*** Extrait du texte
De fait, comme le soulignait, il y a longtemps, l’historien Lucien Febvre :

L’État résultait de l’addition, de l’agglomération de seigneuries en nombre plus ou moins considérable. Or, ces seigneuries étaient moins des territoires que des ensembles de droits. […] Ce ne sont pas des territoires qu’on annexe alors. Ce sont des fiefs qu’on détache d’une couronne pour les rattacher à une autre, eux, leurs appartenances et dépendances – lesquelles ne sont pas nécessairement d’un seul tenant[33].

Il s’agissait ainsi d’annexer « moins des territoires, que des ensembles de droits », des droits qui s’exerçaient avant tout sur des populations à dénombrer et à gagner à soi. Ce sont ces précisions, c’est cette quête de peuples, qu’il faut garder en tête quand nous nous attaquons au problème des terres accaparées par les Français en Amérique. Un système de pensée féodale guidait – et guida longtemps – les officiers du roi dans l’assujettissement ou la vassalisation des peuples nouvellement découverts – ou à découvrir[34] ; il les faisait tout naturellement inscrire dans la chaîne d’allégeances jusqu’alors connue, qui reliait personnellement[35] d’une part le roi à ses vassaux et, d’autre part, le roi à ses sujets arrimés au sol français[36] ; c’est aussi un tel système qui les faisait promouvoir la division des terres en seigneuries[37] afin de répondre à un des devoirs principaux du roi, qui était de développer son royaume, d’en assurer richesse et sécurité[38]. On note qu’au Canada, comme en Maranaho, au Brésil :

La politique française vis-à-vis des Indiens a un double visage. Celui d’un suzerain qui règle les rapports entre les différentes tribus, impose des traités de paix entre des peuples traditionnellement opposés, soutient militairement ses amis jusqu’à des centaines de kilomètres et celui d’un allié et client cherchant à obtenir des marchandises et à connaître de nouveaux territoires[39].

Gilles Havard a pour sa part identifié deux types de souveraineté s’exerçant en Nouvelle-France, à l’époque qui nous intéresse, et déterminé deux aires géographiques où elles se déploient :

D’une part la « souveraineté-assujettissement », qui vise à transformer les autochtones en authentiques sujets (elle s’adresse prioritairement aux Indiens évangélisés des réductions laurentiennes et du Pays des Illinois), et de l’autre une forme d’infra-souveraineté que l’on qualifiera de « suzeraineté-protection ».
******
*** Données extraites
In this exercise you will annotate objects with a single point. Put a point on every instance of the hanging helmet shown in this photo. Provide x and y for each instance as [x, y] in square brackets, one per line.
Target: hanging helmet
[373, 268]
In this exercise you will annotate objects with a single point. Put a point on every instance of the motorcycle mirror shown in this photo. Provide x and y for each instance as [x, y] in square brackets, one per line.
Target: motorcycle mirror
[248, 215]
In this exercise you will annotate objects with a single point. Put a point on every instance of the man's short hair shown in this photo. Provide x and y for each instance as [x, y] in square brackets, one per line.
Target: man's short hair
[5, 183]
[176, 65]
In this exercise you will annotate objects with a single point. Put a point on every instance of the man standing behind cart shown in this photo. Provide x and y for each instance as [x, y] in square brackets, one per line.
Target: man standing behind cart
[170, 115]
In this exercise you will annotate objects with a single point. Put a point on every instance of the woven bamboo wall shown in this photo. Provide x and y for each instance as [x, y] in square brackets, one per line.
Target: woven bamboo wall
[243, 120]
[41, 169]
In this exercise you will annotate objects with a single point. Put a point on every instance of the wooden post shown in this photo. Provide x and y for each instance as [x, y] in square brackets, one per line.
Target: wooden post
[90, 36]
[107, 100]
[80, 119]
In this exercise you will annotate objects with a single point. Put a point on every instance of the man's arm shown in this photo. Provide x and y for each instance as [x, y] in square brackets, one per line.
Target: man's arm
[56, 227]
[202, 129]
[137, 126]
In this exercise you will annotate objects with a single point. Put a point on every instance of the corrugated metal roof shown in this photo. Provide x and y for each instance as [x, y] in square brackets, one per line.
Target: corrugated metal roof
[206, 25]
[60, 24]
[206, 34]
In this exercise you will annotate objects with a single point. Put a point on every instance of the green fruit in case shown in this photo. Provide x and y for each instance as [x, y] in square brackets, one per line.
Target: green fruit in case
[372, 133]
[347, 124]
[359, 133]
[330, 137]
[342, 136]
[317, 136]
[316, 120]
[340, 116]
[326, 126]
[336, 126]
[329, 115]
******
D'après l'extrait sur la souveraineté française en Amérique :
(a) Selon Lucien Febvre, de quoi l'État résultait-il ?
(b) Quels sont les deux visages de la politique française vis-à-vis des Indiens ?
(c) À qui s'adresse prioritairement la « souveraineté-assujettissement » décrite par Gilles Havard ?

(a) De l'addition, de l'agglomération de seigneuries en nombre plus ou moins considérable.
(b) D'une part, celui d'un suzerain qui règle les rapports entre les différentes tribus, impose des traités de paix entre des peuples traditionnellement opposés et soutient militairement ses amis jusqu'à des centaines de kilomètres. D'autre part, celui d'un allié et client cherchant à obtenir des marchandises et à connaître de nouveaux territoires.
(c) Aux Indiens évangélisés des réductions laurentiennes et du Pays des Illinois.